TASK OBJECTIVE
The entries must be restated exactly as written.

Segment Start: EXTRACTED INFORMATION

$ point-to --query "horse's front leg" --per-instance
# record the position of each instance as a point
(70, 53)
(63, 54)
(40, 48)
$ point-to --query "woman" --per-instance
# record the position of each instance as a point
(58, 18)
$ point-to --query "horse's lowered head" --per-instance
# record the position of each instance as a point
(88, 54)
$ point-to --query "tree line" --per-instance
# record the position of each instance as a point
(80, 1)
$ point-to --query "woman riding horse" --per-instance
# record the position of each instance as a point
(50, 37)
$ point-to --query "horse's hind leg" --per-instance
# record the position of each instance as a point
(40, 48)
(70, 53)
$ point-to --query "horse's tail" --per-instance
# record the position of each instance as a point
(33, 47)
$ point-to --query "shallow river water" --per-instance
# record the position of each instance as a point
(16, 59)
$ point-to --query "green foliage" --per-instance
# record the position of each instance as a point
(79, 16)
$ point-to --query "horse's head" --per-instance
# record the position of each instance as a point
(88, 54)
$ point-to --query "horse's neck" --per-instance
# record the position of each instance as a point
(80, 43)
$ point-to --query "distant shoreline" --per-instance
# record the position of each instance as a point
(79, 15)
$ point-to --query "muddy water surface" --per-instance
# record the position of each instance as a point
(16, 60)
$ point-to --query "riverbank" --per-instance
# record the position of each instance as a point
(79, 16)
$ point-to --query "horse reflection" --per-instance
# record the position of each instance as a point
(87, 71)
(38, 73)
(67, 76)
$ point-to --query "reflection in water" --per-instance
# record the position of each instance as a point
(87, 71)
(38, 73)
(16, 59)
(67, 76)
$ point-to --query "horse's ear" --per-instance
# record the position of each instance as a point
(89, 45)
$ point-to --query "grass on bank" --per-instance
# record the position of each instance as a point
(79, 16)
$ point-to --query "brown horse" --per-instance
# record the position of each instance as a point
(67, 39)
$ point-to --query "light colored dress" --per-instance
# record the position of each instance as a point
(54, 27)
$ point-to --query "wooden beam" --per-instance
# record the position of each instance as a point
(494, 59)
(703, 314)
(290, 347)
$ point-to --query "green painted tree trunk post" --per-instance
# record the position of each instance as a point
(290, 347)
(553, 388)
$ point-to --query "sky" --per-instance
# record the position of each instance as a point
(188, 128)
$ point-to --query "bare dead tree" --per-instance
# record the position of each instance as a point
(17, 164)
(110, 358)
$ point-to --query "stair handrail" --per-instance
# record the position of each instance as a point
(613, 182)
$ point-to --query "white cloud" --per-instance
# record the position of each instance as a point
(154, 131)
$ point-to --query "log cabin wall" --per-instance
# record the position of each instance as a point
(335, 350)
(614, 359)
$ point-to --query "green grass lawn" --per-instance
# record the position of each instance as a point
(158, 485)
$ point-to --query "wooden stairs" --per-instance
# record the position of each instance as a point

Segment End: EXTRACTED INFORMATION

ANSWER BOX
$ point-to --query "horse's front leg" --per-instance
# record the position of each instance as a point
(70, 53)
(63, 54)
(40, 48)
$ point-to --query "woman" --per-instance
# record the position of each instance as a point
(58, 18)
$ point-to --query "horse's lowered head" --per-instance
# record the position of each instance as a point
(88, 54)
$ point-to --query "tree line" --per-instance
# record the position of each instance as a point
(80, 1)
$ point-to --query "woman riding horse" --per-instance
# record the position of each instance as a point
(50, 37)
$ point-to --query "horse's hind leg" --per-instance
# record the position of each instance as a point
(40, 48)
(70, 53)
$ point-to --query "horse's tail" --per-instance
# record the position of each instance as a point
(33, 47)
$ point-to --query "shallow river water" --per-instance
# record the position of each instance as a point
(16, 59)
$ point-to --query "green foliage" --per-instance
# record the position of each instance as a point
(79, 16)
$ point-to --query "horse's head" --per-instance
# record the position of each instance as a point
(88, 54)
$ point-to --query "horse's neck" --per-instance
# record the position of each instance as a point
(80, 43)
$ point-to --query "distant shoreline" --per-instance
# record the position of each instance as a point
(79, 15)
$ point-to --query "muddy water surface" --per-instance
# record the position of each instance as a point
(16, 60)
$ point-to --query "riverbank" --per-instance
# record the position of each instance as a point
(79, 16)
$ point-to --query "horse reflection" --per-instance
# record the position of each instance as a point
(87, 71)
(38, 73)
(67, 76)
$ point-to --query "reflection in water" --per-instance
# record the position of each instance as a point
(87, 71)
(38, 73)
(16, 59)
(67, 76)
$ point-to --query "horse's ear" --per-instance
# record the position of each instance as a point
(89, 45)
$ point-to --query "grass on bank" --per-instance
# record the position of each instance as a point
(79, 16)
$ point-to --query "brown horse" --per-instance
# record the position of each instance as a point
(67, 39)
$ point-to --query "light colored dress" --per-instance
# record the position of each instance as a point
(54, 27)
$ point-to --query "wooden beam" --per-instance
# record the position of each instance as a point
(494, 59)
(703, 314)
(290, 347)
$ point-to --query "green painted tree trunk post" --per-instance
# record the position of each instance as a point
(290, 347)
(553, 388)
$ point-to --query "sky" --per-instance
# record the position of each instance as a point
(188, 128)
$ point-to --query "bare dead tree" --per-instance
# record the position of each instance as a point
(17, 164)
(110, 358)
$ point-to --query "stair handrail" --per-instance
# record the position of each instance as a point
(613, 182)
$ point-to --query "white cloud" --per-instance
# record the position of each instance as a point
(154, 131)
$ point-to --query "log cabin wall" --per-instance
# record the position of each instance as a point
(335, 350)
(614, 359)
$ point-to --query "green grass lawn" --per-instance
# record the position of each instance as a point
(158, 485)
$ point-to --query "wooden stairs" --per-instance
# record the position of each instance as a point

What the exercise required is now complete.